Task prompt →
Rewrite every entry in the listing below, replacing "play diagram" with "scene map" and keeping everything else unchanged. Omit the pictures from your answer.

[Records excerpted from a collection]
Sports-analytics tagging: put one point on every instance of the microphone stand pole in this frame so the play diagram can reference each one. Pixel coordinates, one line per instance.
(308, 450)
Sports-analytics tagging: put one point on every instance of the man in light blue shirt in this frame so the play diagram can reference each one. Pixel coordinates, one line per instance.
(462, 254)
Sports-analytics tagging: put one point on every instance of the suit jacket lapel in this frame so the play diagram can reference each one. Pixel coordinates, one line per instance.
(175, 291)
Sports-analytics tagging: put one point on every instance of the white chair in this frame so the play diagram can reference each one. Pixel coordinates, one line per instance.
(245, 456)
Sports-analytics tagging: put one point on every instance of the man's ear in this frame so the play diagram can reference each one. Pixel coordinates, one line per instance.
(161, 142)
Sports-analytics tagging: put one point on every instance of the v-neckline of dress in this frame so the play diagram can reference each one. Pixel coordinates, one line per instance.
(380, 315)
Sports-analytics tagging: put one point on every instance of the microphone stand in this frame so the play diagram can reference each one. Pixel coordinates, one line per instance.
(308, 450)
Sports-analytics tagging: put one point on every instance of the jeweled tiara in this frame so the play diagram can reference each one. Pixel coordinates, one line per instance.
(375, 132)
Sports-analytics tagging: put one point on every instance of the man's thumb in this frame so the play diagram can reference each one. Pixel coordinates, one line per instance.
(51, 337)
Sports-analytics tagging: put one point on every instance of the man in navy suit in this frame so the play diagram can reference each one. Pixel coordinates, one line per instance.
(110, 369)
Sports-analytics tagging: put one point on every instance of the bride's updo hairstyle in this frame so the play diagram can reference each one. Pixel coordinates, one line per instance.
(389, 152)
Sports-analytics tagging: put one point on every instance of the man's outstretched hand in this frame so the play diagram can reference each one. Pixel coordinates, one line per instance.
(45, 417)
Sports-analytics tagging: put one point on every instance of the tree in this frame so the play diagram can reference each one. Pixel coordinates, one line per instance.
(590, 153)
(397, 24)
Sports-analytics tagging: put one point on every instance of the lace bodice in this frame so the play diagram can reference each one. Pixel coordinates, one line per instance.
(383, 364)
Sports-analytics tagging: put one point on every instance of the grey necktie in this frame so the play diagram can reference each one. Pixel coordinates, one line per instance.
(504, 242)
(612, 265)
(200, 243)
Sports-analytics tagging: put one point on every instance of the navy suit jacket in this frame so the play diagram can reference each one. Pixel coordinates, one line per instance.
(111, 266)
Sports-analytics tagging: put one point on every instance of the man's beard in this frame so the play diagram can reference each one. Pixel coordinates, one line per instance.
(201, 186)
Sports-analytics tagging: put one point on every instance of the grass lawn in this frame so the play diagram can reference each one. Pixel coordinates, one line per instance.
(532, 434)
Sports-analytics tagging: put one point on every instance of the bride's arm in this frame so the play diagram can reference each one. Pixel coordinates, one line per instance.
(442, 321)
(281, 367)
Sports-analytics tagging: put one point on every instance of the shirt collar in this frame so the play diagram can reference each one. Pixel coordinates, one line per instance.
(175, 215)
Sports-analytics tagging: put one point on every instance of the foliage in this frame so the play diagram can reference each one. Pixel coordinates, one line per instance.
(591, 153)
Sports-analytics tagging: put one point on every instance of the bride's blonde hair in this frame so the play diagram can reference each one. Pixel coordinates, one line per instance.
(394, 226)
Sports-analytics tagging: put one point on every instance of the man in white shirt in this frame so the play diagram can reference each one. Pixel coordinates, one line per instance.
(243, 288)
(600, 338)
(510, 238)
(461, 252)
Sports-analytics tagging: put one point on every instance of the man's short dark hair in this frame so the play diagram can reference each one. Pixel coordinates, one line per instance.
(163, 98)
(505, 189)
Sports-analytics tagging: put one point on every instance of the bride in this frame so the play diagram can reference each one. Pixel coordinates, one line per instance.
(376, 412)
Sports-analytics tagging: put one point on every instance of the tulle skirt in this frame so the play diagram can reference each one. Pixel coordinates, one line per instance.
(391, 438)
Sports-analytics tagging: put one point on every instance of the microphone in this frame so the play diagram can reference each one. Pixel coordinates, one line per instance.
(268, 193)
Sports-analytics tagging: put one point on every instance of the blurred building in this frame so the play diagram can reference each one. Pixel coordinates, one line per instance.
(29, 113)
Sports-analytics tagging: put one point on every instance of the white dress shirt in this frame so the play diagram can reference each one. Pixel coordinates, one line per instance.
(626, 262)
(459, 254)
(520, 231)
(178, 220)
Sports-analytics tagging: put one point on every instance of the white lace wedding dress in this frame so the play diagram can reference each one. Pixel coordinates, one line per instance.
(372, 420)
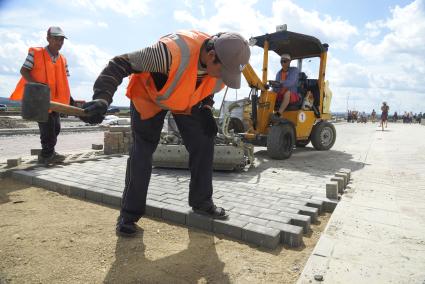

Exercise response →
Sports-analytics tagging: put one point on every instance of the microphone stand pole in this frame so the scene map can reference each one. Pixel coordinates, one line per instance.
(308, 450)
Sports-analytics tagging: put one point on every instance of the man in light blue shirt in this frame so the scene map can reference each one. Pixel coordinates, one line per instance.
(462, 254)
Sports-analytics tagging: put one point on every instance of the suit jacket lapel in this frame so the scene map can reference each one. Pixel coordinates, one line per instance.
(175, 291)
Sports-analytics tagging: put one point on every instance of the white chair in this frame so the scene map can reference each one. Pixel coordinates, one line per instance.
(245, 456)
Sports-analytics tagging: put one point on every instance of the man's ear in this frame so the scene map can reference each one. Pixel coordinates, one line per instance.
(161, 142)
Sports-analytics tagging: put one point on every instance of the v-neckline of dress in this frame so the scene map can reference each one. Pixel coordinates, one line per instance.
(380, 315)
Sports-analytics tagging: put one point on every instance of the microphone stand in this frame so the scene map can reference each one. Pixel coordinates, one line per instance.
(308, 450)
Sports-analytics tagging: put one point on every instance of the jeweled tiara in this frame so the scene map can reference each one. Pixel coordinates, one line per instance.
(375, 132)
Sports-analytics tagging: put one point on every instance of the man's thumb in this frame so the scene map can reference each one. Pixel coordinates, one line per instance.
(51, 337)
Sports-analytics tagging: put one point on every instance of the man in navy suit in this frame so the scene map can reference each one. Pixel coordinates, one line per instance.
(110, 369)
Sports-analytics tagging: put one point on every instance of the bride's updo hairstyle in this frame so the scene map can reference each one. Pixel coordinates, one line per instance.
(389, 152)
Sports-analytics tagging: put one point on every instance of the man's outstretched hand in this frame so the scene map can reference each one. Pixel coordinates, one line per instance.
(45, 417)
Sports-analytics tagging: put one point on every instance of the tree in this frame so the scene map can reference each one. Pixel coordinates, one line per instance.
(590, 153)
(397, 24)
Sports-analytics tagging: put one point on every instance of the lace bodice in this frame so the scene map can reference each one. Pixel coordinates, one line per instance.
(383, 364)
Sports-analytics tagging: put one point on every instance of the grey necktie in this frame so the scene map can reference each one. Pixel coordinates, one line per instance.
(504, 242)
(612, 265)
(200, 243)
Sports-analytics tagging: put one point on every instance of the navy suit jacket in this frame so the scene map can reference each one. Pixel coordinates, one line per instance.
(111, 266)
Sports-analytics tagging: put one point on every instance of the man's beard in this frame so the scene map can reference each one. Pixel coordinates, one line per instance.
(201, 186)
Sports-analytics tagging: put one point on every instance of the grass lawn in this frame so the scene map can reference each one. Pixel coordinates, one line per instance.
(532, 434)
Sports-analytics tagging: put one point on every instance of the bride's arm in this frame so the scene map can reference each one. Pixel coordinates, one line per instance.
(442, 321)
(281, 367)
Sports-analytics tagging: put one point on every instance of the shirt collar in this frame so the scene map can reference each one. Pixel coordinates, one line per instance.
(175, 215)
Sports-analytics tagging: put one point on every instance of the foliage in this frame so the scene map can reference each one. Pixel coordinates, one line per instance.
(591, 153)
Sports-analytics tagging: put one point on every instance of the bride's blonde hair in this frame so the scene map can reference each one. Pixel coordinates, one line per instance.
(394, 226)
Sports-analytics tagging: put one point on every instance of the man in white shirt in this frame so the scene map can reference each one. Pixel coordinates, one line per instance.
(243, 288)
(600, 338)
(510, 238)
(461, 252)
Sports-analytics tagging: put one point on every instance of the man's short dark hair in this frame so the scene map can reference each one. Pixel coordinates, one line per instance.
(163, 98)
(505, 189)
Sports-analytics tagging: put one point on every instance of the bride in this frame so the scene map can reference each one. Pixel coordinates, one line per instance.
(376, 412)
Sports-analytics tagging: put one point on every instance of the tulle skirt in this frame so the scene map can reference each one. Pixel coordinates, one line per instance.
(391, 438)
Sports-analytics tagging: put one point on every instance of the microphone in this frame so the scene map can reference each one. Pixel coordinates, one line per instance.
(268, 193)
Sports-analytics tagging: put one point on every instance of the blurred building in this frame so the scene map can reference each one. Pixel coordinates, one line per instance.
(29, 113)
Sports-analytics tagging: put one point on every instance of the white dress shirt in this frame so the scene map can reference each one. Pixel coordinates, one line per instance.
(626, 262)
(459, 254)
(520, 231)
(178, 220)
Sports-analytics tagging: put one point on every instance of the white lace wedding dress in this frame so the scene map can reference each one. Pixel coordinates, one line per instance.
(372, 420)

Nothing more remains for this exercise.